[What you are asked to do] In the diary entry about a snowy day, which novel does the writer say was studied intensively for "O"-level?

[Source passage]
[Start of Attachment]
Today was the ‘day after’ the snow storm of yesterday so when we woke up we anxiously looked out of the window to see if we had a fresh fall of snow overnight. We didn’t have any more snow but it did look as though some was threatened for later on. So Meg and I set off for our daily walk knowhing that snow was in the air and initially, we walked through some light sleet. On the way down, we bumped into one of our friends who kindly gave us back the empty bottle of damson gin which they had consumed over the Christmas period. We then popped the Times magazine political cartoons of the year through the door of other friends who we knew would particularly enjoy them. Having picked up our newspapers, the snow started again in earnest and the flakes fell furiously around us. We popped into Waitrose trying to buy essential supplies (dishcloths! our existing stock having been pressed into service and used in a quadruple thickness as straining agents for the damson gin I had just bottled). We didn’t find any dish clothes but we did buy some essential supplies (carrot and parsnip mash, chocolate) before we braved the journey back home again. The weather had eased by this point but nonetheless we were pleased to have made the journey despite the snowy conditions. We then pressed on preparing a lunch of chicken thighs (which we really enjoyed, searing them in oil and cooking them in a in peppers, onions and the remains of a white lasagne-style sauce. Even though so I say it myself, this turned out to be delicious complemented with broccoli and a baked potato.
When lunch was over, I was idly looking through the TV schedules to see what might be our evening viewing when I say that Jane Austen’s Emma was to start in 2 minutes time. This was the novel I studied intensively for ‘O’-level so it it always particularly interesting to see if the portrayal of the characters match up with the mental images formed when you first read the novel (fifteen years old in my case) When I was that age, the family had fallen on some hard times and I remember my emotions upon reading the very first sentence in the book which reads as follows: ‘Emma Woodhouse, handsome, clever and rich with a comfortable home and a happy disposition seemed to unite some of the best blessings of existence and had lived nearly twenty one years in the world with very little to vex or distress her‘ I can remember now how my lip curled with disgust as I thought to myself that I certainly did not want to read any further than this as I could see no points of congruence whatsoever between the world that Austen was about to describe and my own existence. As it turned out, I quite enjoyed the novel as it unfolded but my feelings of distate having read that first sentence have remained with me over the years. The minute was Emma was over, we repaired to our iPad where we were due to FaceTime some of our oldest ex-Waitrose friends. We were on the iPad for the best part of an hour and a half whilst we recounted to each the kinds of experiences that we had both had over the Christmas period – an experience largely revolving around the food we had enjoyed.
[End of Attachment]
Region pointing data
[Start of Attachment]
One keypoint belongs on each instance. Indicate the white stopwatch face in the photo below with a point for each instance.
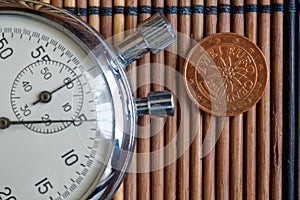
(56, 114)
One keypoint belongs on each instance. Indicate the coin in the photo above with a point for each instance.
(225, 74)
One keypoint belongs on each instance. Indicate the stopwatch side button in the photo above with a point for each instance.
(154, 34)
(156, 104)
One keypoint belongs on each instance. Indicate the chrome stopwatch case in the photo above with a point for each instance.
(67, 115)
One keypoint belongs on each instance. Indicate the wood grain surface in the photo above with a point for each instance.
(247, 162)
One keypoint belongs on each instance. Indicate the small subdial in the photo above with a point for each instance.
(48, 92)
[End of Attachment]
[Response to this exercise] Jane Austen's Emma.